» **DOCUMENT EXCERPT**
● ● ●

In the California case, $29 million from in-state donors who wanted to remain anonymous was steered to the Virginia-based Americans for Job Security, which passed $24.5 million to CPPR. Noble then made two grants: $18 million to Americans for Responsible Leadership (ARL), which passed on $11 million to the Small Business Action Committee (SBAC) in California; and $7 million to American Future Fund, which gave $4 million to the California Future Fund.

California officials called this “money laundering” and levied the state’s largest-ever campaign fine—$1 million—against CPPR and ARL. They also demanded that SBAC and California Future Fund pay $15 million to the state treasury, although the latter group has already closed up shop. The settlement did not dispute the claim that these violations were “inadvertent.” Nevertheless, Ann Ravel, the outgoing head of the commission, warned, “This is a nationwide issue. These groups exploit loopholes in the law to undermine the clear purpose of the law.”

They also take a nice cut for themselves. According to depositions, the fundraisers and the groups that transferred the funds split a 15-percent commission on the $29 million three ways. Overall, CPPR handled about $140 million in 2012, according to a tax return filed at the last possible moment in November 2013. Noble, its unsalaried president, steered nearly $24 million to his own private consulting firms, on top of the $10 million he paid his firms in 2011.

The California fundraisers were unhappy that less than half their money made it back to the state—or that, as soon as the investigation began, Noble wrote a letter to the state commission, laying out his version of the scheme, which eventually led to a settlement. “Hell yes, I’m pissed,” one of the fundraisers told investigators. “I think he panicked to prevent your agency from opening up his books.”

Who Knows Where the Funds Go?

Old-school consultants such as Mark McKinnon, a strategist for George W. Bush in 2000, are dismayed by super PACs’ profligacy. Without a campaign manager to “keep a handle on spending and fees,” he said, “you basically have just a few people getting together to check the box on legal structure, and then they basically just divide up the money.”

"How you track the actual dollars will be very difficult if not impossible,” he added. “That’s the ugly beauty of the scheme.”

But the fact is, the old guard developed the basic practices that have transformed politics into a potential get-rich-quick scheme. One is to create a limited liability corporation, or LLC, for campaign billings--preferably with an opaque, alphabetic name that requires a trip to the state attorney’s office to find out who owns VG LLC, AKPD Media, WWP LLC or NGP VAN. This practice, which effectively masks commissions and expenses, is standard for the “senior advisers” who don’t appear on the payroll reports for a campaign.

● ● ●

» **SUPPLIED INFORMATION**
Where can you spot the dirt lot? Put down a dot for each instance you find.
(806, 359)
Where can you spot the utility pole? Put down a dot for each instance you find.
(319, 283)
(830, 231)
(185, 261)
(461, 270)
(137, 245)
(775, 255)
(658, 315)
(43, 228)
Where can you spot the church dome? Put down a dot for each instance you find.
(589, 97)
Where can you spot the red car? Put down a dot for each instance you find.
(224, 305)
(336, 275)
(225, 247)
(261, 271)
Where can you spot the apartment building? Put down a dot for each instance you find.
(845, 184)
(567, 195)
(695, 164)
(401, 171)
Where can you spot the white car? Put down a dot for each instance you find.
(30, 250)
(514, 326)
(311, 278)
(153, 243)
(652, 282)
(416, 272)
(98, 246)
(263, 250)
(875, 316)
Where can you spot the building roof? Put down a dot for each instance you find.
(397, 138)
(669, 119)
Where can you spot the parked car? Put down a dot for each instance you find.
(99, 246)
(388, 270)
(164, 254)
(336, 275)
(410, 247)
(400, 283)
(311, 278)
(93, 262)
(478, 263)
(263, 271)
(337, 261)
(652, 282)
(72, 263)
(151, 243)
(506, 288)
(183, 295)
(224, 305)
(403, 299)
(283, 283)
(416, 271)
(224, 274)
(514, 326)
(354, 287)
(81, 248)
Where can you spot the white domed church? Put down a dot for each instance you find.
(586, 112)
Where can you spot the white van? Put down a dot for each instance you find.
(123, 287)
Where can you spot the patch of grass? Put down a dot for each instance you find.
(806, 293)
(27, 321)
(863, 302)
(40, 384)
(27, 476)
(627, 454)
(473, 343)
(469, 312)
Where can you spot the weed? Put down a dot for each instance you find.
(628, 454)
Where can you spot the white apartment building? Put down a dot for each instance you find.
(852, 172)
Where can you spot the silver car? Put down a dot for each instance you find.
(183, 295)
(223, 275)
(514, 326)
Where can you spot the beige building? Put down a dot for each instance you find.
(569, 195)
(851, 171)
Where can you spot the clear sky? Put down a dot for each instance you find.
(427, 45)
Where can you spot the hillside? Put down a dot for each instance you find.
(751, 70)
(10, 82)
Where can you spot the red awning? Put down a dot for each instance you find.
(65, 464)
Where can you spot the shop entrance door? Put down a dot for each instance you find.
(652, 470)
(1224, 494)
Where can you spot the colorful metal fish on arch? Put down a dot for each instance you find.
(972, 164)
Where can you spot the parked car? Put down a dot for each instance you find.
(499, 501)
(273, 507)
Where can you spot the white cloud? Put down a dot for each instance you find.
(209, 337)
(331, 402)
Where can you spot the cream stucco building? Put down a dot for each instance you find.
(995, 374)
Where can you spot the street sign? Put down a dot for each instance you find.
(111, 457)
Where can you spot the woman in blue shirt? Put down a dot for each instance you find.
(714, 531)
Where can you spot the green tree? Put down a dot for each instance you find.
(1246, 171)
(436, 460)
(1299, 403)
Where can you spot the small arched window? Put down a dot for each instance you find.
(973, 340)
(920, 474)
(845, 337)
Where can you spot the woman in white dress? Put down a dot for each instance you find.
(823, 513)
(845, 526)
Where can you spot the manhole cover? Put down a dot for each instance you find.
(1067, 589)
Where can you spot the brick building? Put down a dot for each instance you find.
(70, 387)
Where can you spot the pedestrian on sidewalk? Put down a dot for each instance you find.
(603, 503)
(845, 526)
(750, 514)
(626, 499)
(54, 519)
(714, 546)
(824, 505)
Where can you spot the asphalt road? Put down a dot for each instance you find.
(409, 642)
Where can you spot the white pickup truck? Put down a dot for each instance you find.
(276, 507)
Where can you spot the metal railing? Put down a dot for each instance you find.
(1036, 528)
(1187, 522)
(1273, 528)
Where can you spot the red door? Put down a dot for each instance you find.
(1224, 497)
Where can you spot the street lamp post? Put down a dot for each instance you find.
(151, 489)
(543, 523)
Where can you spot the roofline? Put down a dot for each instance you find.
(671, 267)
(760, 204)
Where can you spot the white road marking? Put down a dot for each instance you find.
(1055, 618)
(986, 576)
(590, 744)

● ● ●

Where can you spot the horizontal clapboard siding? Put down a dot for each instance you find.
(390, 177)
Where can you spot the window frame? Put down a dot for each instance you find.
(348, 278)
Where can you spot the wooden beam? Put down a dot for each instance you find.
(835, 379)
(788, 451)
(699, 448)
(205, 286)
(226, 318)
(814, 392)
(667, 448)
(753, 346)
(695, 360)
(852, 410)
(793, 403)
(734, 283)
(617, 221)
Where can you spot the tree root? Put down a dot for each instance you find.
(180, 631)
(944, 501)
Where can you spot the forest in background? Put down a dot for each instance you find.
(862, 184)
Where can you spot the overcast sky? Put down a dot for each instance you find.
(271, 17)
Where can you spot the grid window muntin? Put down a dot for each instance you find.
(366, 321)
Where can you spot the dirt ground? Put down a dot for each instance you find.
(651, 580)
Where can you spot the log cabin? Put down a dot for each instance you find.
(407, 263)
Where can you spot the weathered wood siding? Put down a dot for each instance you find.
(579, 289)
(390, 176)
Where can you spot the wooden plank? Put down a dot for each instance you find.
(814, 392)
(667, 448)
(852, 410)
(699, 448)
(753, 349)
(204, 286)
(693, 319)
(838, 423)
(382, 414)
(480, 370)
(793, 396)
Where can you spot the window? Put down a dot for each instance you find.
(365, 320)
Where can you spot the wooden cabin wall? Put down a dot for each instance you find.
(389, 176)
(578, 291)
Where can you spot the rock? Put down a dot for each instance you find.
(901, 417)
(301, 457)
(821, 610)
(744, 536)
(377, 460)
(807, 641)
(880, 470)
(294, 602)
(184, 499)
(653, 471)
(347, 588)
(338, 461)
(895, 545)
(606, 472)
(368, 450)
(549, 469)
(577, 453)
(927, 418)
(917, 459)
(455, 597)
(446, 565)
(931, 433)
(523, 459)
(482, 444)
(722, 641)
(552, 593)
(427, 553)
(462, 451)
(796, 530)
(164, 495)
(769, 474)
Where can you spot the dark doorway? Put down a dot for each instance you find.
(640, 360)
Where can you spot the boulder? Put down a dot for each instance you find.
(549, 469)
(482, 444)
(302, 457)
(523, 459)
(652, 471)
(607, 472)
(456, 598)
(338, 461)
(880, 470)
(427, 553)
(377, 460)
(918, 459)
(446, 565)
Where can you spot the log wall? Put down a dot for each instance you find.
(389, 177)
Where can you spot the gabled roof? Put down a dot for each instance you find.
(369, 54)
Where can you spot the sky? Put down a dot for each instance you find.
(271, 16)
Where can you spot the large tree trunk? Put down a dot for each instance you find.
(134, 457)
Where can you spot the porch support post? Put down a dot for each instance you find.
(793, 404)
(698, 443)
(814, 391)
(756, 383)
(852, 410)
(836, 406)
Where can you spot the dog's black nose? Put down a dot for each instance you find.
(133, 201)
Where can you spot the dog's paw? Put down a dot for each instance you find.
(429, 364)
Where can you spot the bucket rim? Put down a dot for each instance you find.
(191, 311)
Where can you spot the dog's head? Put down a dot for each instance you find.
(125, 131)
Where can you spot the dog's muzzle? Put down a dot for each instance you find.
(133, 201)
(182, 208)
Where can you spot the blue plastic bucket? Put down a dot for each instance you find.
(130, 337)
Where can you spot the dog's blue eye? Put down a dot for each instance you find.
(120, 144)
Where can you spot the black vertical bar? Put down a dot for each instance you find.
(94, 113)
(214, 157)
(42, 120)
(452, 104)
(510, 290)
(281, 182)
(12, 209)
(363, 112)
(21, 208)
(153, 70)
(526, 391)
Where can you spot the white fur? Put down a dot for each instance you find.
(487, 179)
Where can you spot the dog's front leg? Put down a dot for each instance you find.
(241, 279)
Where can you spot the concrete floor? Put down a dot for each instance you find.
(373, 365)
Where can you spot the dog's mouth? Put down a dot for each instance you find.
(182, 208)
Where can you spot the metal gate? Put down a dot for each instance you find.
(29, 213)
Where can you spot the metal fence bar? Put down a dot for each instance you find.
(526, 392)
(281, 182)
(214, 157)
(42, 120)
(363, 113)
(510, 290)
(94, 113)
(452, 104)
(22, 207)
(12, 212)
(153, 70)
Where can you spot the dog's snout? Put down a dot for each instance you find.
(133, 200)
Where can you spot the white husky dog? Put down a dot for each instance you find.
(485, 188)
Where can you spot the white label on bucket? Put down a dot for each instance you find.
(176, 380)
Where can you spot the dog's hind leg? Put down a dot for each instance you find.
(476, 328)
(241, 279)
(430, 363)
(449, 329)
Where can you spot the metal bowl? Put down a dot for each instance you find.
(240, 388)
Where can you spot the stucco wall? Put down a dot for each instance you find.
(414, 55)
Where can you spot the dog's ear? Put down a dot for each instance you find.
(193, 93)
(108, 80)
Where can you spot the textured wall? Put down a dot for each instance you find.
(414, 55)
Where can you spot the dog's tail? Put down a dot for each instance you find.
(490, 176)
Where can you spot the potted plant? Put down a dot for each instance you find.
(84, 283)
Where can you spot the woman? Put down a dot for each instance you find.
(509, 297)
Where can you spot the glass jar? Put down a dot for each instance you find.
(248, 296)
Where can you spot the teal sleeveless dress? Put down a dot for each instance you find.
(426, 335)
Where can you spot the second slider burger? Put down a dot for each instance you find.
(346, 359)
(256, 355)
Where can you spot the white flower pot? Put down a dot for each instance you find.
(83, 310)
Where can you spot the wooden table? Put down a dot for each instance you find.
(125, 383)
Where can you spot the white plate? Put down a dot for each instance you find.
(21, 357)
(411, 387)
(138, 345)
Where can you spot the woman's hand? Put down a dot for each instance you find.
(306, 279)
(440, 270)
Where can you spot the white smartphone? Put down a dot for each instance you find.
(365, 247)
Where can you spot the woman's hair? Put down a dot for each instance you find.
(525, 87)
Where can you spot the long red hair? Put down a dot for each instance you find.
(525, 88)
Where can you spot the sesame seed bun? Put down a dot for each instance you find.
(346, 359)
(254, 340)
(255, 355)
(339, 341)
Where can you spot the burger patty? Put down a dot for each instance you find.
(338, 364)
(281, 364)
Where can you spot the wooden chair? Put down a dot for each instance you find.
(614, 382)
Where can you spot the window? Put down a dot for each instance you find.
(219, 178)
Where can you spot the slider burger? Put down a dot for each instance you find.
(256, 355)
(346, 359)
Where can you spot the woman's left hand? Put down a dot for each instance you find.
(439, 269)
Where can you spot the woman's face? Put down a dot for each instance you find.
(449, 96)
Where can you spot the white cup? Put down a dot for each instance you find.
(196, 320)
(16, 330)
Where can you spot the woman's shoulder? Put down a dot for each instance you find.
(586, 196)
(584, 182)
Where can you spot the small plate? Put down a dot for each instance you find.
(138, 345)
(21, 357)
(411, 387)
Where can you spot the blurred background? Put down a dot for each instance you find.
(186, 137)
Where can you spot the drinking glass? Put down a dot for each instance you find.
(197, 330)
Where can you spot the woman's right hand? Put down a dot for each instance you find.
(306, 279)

● ● ●

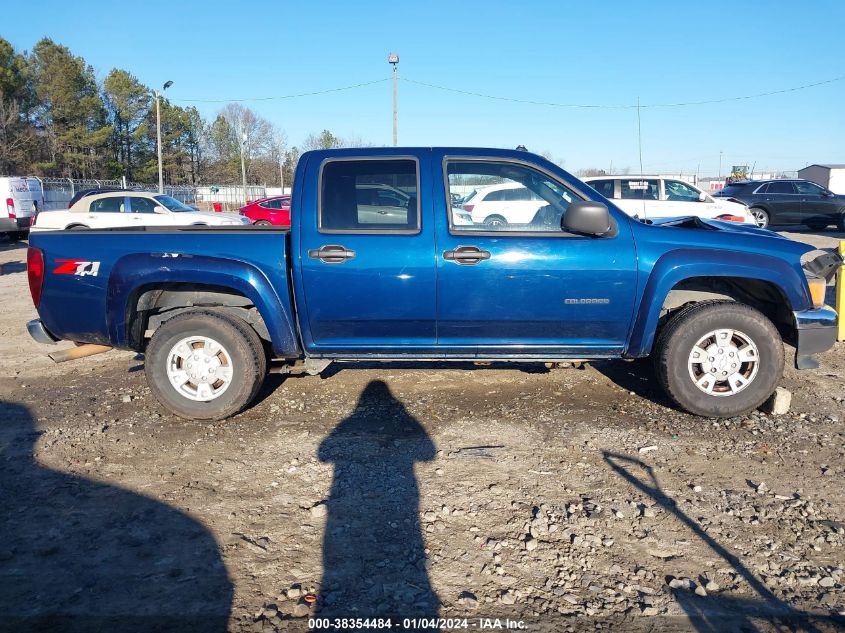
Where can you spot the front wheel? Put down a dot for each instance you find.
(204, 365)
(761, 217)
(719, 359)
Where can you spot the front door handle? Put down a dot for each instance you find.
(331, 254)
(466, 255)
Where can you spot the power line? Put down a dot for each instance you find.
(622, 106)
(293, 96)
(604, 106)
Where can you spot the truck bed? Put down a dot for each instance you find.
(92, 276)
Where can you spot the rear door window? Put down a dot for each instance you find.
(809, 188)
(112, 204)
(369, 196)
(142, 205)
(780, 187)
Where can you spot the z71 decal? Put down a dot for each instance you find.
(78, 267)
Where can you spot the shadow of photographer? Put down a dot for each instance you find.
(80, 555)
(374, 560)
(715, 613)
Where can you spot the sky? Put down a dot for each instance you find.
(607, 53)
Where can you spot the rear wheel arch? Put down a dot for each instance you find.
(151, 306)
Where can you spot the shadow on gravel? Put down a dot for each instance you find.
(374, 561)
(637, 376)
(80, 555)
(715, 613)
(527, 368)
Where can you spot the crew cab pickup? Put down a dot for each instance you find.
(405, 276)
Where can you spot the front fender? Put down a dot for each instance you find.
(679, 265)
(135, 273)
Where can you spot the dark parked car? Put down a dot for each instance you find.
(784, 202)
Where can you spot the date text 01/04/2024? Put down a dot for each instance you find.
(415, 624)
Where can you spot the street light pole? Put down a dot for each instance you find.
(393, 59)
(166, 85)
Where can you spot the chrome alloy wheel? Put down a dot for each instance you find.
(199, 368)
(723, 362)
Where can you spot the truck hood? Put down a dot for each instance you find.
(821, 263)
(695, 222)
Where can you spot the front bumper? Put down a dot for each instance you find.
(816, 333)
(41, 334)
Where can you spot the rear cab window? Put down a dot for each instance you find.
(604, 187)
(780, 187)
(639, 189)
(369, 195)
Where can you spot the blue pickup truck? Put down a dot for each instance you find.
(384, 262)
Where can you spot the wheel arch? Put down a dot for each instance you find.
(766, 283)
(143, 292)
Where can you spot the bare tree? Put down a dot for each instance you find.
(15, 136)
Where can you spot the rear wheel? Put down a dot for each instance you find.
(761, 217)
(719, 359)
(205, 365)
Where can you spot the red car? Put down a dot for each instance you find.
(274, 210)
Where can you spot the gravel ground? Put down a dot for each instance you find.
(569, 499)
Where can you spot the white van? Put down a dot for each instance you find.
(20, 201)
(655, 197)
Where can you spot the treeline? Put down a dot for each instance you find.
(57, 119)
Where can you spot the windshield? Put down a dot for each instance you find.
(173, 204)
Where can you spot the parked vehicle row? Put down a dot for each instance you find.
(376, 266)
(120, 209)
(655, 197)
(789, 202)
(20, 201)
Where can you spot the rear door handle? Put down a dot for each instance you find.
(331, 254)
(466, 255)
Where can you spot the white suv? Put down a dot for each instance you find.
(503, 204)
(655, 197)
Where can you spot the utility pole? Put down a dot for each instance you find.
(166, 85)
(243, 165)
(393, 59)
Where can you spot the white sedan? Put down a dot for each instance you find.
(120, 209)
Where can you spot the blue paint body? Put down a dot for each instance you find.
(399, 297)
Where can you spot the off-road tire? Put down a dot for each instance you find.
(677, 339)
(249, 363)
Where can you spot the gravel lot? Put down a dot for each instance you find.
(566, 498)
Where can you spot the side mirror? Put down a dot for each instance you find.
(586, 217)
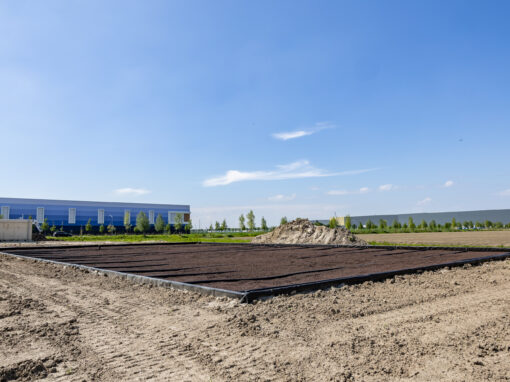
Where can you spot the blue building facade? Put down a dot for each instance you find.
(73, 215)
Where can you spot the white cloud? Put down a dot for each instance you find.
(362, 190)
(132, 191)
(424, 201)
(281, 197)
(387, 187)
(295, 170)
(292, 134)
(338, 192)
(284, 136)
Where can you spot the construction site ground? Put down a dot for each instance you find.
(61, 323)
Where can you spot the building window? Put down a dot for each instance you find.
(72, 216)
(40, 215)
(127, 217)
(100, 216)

● ● ●

» **PROBLEM DESCRIPTION**
Please carry on the article about campaign-finance money transfers from its last sentence. The records are separate material and have nothing to do with the campaign-finance article.

» **EXERCISE ANSWER**
A shell company is also the preferred vehicle for the “integrated businesses” set up by campaign staff to do a campaign’s grunt work: ads, mail, polling, voter outreach. Some of these vendors are established firms with a large staff—for example, GMMG, which spent $302 million of Obama’s campaign cash in 2012, is a huge Washington-based company that performs a variety of campaign functions. But others pop up for a single election cycle. VG LLC, for example, was anonymously incorporated midway through the Romney campaign and received $19 million for fundraising services. The campaign later confirmed that it was owned by Romney finance chair Spencer Zwick, who also charged the campaign $9 million through his older firm, SJZ LLC.

Although the Romney campaign didn’t invent these perfectly legal practices, it took them to a new level. American Rambler Productions was incorporated in Delaware, where principals can remain anonymous. The Romney campaign eventually spent more than $260 million through this LLC, which, according to senior adviser Beth Myers, was set up as a general contractor for media operations to streamline operations and avoid commissions. But the collateral result is that it’s impossible to determine how much of the $20 million Rambler spent on “creative” and “strategic” services went to the LLCs of top advisers Stuart Stevens, Russ Schriefer, Eric Ferhnstrom, and Myers, all of whom say they worked for a flat fee.

In addition, nine venders with ties to Romney’s campaign staff received more than $160 million. Digital director Zac Moffatt, for example, steered an eye-popping $95 million to Targeted Victory, a company he co-founded in 2009. Moffat was officially on leave from the firm in 2012, collecting a $300,000 campaign salary. Myers said that like American Rambler, Targeted Victory served as a general contractor, farming out digital work to numerous smaller shops.

As a private partnership, Targeted Victory has no duty to disclose how much was paid to other companies or spent advertising on online, where 10 to 15 percent is the standard commission. Nor must it disclose the terms under which Moffatt resumed his partnership in the company, which in 2012 did more than $100 million in business for the campaign, a Romney super PAC, the Republican National Committee, and Crossroads GPS, among others.

Traditionally, commissions to the media buyer ran as high as 15 percent, with some of that kicked back to campaign staff. But as total ad spending has skyrocketed, this commission structure has been refigured. Recent practice, according to a 2012 New Yorker article by Jane Mayer, is to pay seven percent of the ad buy to the media consultant, two percent to the pollster and one percent to the campaign manager.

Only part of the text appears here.